Given entries –
+-------+

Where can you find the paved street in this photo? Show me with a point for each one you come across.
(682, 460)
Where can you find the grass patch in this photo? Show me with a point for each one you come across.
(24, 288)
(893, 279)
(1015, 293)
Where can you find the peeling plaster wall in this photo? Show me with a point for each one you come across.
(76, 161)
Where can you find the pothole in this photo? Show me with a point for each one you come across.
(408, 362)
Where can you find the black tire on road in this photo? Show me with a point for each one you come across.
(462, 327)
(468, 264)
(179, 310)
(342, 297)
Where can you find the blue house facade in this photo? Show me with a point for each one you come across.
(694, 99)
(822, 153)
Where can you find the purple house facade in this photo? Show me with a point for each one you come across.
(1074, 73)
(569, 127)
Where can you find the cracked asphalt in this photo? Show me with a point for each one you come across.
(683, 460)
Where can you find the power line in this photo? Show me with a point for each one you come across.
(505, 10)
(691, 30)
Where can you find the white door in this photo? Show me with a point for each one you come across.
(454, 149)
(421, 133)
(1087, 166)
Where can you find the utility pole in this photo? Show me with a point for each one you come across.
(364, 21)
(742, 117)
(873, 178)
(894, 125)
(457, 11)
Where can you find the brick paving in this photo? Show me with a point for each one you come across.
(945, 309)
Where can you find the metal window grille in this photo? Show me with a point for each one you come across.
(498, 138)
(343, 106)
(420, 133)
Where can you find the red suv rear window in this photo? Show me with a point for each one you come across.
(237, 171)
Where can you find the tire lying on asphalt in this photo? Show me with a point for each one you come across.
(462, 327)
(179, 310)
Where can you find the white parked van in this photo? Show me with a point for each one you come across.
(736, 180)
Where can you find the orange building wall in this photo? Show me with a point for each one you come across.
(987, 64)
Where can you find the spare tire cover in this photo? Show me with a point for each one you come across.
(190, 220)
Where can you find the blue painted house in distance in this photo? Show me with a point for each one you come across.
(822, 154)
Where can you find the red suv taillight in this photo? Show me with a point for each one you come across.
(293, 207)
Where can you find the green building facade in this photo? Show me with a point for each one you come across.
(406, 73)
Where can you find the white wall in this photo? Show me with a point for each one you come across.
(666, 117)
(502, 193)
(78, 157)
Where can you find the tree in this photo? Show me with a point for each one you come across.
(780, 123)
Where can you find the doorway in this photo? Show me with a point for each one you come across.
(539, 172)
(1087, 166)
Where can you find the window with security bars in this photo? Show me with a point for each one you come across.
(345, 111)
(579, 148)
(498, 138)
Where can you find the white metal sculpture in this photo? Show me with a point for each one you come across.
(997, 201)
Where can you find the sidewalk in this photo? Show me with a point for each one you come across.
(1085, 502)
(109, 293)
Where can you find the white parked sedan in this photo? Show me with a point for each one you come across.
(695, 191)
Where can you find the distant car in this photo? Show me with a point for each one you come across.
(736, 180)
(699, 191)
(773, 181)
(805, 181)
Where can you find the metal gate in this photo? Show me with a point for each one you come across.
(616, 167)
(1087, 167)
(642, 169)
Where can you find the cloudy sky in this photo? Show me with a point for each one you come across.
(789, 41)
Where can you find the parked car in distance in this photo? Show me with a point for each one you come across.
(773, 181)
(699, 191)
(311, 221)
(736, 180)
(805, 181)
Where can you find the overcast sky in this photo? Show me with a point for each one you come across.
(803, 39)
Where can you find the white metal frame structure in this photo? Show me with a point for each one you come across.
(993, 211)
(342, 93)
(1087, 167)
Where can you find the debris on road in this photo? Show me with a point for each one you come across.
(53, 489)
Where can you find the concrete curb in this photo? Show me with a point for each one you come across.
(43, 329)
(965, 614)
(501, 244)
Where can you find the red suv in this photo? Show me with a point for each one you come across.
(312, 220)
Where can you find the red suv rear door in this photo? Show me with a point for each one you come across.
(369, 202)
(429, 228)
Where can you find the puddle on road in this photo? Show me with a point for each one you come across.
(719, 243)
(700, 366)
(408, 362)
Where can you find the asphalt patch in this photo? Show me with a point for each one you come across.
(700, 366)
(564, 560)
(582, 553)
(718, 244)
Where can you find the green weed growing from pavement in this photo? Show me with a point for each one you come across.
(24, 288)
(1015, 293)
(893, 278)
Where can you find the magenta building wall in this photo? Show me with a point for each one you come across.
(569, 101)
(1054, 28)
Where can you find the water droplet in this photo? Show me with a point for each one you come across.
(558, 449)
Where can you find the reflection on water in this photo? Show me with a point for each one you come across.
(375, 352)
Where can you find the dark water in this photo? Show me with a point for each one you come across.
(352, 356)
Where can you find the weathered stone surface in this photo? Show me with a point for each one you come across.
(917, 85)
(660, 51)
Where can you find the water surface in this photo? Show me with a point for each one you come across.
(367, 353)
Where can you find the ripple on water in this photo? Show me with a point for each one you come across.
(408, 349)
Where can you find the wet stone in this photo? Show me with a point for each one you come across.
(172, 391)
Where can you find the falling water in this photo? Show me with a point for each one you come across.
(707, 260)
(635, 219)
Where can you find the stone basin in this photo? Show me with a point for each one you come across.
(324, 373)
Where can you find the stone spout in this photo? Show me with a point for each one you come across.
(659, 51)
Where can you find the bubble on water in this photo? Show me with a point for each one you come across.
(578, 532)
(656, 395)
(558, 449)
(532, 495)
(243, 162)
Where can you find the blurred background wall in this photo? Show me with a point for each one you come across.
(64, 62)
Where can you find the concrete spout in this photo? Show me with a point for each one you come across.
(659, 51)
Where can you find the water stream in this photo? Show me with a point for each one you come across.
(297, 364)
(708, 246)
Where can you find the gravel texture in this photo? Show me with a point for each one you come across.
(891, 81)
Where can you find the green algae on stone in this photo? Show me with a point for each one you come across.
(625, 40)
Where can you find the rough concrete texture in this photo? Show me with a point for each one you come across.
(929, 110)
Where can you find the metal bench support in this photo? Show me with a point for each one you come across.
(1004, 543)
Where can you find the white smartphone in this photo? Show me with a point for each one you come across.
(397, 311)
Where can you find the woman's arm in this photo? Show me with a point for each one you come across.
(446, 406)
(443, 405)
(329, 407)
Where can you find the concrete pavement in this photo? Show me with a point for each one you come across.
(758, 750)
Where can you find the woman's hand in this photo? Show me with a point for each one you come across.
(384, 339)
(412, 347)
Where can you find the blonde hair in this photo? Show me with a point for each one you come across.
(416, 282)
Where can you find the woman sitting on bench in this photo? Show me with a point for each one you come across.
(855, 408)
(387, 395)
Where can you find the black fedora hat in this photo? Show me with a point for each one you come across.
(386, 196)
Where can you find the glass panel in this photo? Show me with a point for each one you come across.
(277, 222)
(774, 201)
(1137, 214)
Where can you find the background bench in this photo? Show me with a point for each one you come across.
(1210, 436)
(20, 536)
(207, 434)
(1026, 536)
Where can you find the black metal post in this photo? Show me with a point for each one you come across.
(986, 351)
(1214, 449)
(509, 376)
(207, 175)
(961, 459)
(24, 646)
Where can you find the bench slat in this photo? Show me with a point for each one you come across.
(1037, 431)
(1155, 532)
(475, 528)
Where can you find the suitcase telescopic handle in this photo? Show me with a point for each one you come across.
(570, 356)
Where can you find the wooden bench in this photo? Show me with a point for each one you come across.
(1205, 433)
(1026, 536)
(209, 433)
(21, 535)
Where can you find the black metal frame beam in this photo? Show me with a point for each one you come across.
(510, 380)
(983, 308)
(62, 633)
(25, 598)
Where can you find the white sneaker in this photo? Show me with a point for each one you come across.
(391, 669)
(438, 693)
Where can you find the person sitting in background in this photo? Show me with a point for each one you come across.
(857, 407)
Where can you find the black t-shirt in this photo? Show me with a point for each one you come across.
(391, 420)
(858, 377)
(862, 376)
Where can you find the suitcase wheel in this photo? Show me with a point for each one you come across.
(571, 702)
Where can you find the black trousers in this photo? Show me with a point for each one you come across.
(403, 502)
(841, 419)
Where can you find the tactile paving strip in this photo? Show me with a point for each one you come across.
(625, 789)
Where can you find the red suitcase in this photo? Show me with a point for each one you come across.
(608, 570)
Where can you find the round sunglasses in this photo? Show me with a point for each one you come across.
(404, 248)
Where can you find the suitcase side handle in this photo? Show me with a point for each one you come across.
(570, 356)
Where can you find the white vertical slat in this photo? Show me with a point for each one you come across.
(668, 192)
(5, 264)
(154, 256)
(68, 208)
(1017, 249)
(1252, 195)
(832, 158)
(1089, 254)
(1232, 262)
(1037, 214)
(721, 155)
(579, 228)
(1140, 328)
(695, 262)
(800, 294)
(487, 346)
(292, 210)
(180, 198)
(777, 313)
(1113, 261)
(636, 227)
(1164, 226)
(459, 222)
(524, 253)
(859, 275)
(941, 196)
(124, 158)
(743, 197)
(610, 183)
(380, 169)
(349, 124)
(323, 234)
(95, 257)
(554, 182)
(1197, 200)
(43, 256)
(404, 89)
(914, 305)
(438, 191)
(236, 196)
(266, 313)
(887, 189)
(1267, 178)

+-------+

Exercise – Having located the line containing "Where can you find the white vertical", set it down along with every line after it through the end of the data, reproducing each exactly.

Exercise output –
Where can you find the white vertical slat in this photo? Show me with a point for each one you come across.
(668, 192)
(5, 264)
(154, 256)
(68, 208)
(1017, 249)
(1252, 195)
(832, 158)
(1089, 254)
(1232, 262)
(1037, 214)
(721, 155)
(579, 228)
(1140, 328)
(695, 262)
(800, 294)
(487, 346)
(292, 210)
(180, 198)
(777, 313)
(1113, 261)
(636, 227)
(1164, 226)
(459, 222)
(524, 253)
(859, 275)
(941, 196)
(124, 158)
(743, 197)
(610, 183)
(380, 169)
(349, 124)
(323, 234)
(95, 257)
(554, 182)
(1197, 200)
(43, 256)
(404, 89)
(914, 305)
(438, 191)
(236, 196)
(266, 313)
(887, 189)
(1267, 178)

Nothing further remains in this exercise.